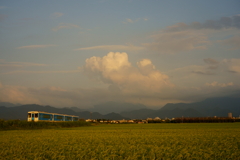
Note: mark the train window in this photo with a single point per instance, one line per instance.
(59, 117)
(46, 116)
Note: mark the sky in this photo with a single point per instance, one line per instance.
(83, 53)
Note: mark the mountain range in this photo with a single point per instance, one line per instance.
(219, 107)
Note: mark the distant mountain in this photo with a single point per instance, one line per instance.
(211, 107)
(20, 112)
(138, 114)
(114, 116)
(219, 107)
(116, 107)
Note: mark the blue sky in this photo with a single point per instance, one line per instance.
(82, 53)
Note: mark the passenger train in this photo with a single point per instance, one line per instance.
(51, 117)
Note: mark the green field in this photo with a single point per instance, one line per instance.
(125, 141)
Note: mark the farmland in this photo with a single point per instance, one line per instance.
(125, 141)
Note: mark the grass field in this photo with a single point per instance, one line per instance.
(125, 141)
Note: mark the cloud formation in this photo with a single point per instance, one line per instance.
(114, 68)
(36, 46)
(64, 26)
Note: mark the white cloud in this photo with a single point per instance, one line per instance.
(113, 48)
(65, 25)
(35, 46)
(114, 68)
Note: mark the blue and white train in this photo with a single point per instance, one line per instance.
(51, 117)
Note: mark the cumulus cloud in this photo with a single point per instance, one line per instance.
(64, 26)
(114, 68)
(35, 46)
(113, 48)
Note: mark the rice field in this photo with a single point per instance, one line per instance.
(125, 141)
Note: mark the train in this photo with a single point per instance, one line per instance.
(50, 117)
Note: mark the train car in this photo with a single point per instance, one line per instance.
(51, 117)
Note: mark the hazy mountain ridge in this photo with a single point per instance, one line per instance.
(20, 112)
(207, 108)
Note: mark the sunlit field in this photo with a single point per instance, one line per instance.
(125, 141)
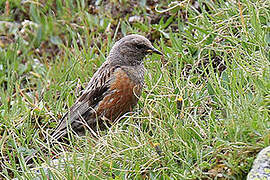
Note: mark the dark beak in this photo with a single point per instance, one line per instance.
(154, 50)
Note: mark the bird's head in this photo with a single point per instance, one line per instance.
(132, 49)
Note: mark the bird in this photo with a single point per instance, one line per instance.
(113, 90)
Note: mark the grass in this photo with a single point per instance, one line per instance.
(216, 58)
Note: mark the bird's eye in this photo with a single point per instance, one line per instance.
(140, 46)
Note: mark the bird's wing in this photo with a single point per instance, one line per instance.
(85, 105)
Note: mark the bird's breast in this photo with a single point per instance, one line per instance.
(121, 97)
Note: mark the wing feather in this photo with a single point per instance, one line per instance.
(84, 107)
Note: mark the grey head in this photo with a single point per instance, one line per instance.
(131, 50)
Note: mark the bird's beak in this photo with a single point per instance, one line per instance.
(154, 50)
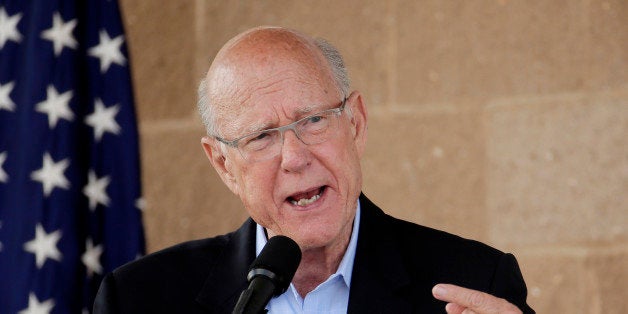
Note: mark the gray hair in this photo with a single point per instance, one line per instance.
(331, 54)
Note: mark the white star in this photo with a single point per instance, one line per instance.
(4, 177)
(35, 307)
(8, 27)
(5, 101)
(56, 106)
(108, 50)
(103, 119)
(91, 258)
(60, 34)
(51, 174)
(95, 190)
(44, 246)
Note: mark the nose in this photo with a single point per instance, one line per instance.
(295, 155)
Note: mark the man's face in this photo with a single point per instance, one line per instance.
(328, 174)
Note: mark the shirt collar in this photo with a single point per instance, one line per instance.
(345, 269)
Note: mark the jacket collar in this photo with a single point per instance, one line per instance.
(378, 272)
(227, 278)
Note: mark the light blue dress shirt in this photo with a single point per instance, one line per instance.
(331, 296)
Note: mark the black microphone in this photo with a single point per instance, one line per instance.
(269, 275)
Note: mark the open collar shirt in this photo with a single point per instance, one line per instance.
(331, 296)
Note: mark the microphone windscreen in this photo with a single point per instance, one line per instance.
(281, 255)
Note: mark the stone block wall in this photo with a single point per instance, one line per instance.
(502, 121)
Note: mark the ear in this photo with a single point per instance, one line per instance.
(359, 118)
(219, 161)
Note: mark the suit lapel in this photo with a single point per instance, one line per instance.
(220, 291)
(379, 275)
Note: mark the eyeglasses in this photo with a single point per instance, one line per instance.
(266, 144)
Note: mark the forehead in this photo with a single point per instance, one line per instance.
(270, 95)
(262, 78)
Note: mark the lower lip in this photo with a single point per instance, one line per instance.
(313, 205)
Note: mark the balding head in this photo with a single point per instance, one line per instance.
(252, 56)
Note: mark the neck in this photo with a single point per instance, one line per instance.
(316, 266)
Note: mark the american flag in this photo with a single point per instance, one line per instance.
(69, 163)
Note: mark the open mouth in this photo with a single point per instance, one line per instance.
(306, 198)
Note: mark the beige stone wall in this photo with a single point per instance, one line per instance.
(503, 121)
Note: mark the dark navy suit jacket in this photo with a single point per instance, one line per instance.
(396, 265)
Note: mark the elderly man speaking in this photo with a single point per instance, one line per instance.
(286, 135)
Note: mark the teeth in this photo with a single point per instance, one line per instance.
(306, 201)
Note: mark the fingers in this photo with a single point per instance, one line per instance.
(463, 300)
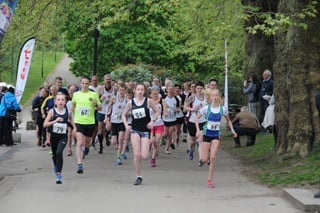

> [Exercise details]: Show every line of the records above that contains the word "stone".

> [Problem solution]:
Note: mark the stone block wall in this photo with a single point per instance, one line per instance.
Note: mark the beige stone wall in this photo with a single point per instance, one line per instance.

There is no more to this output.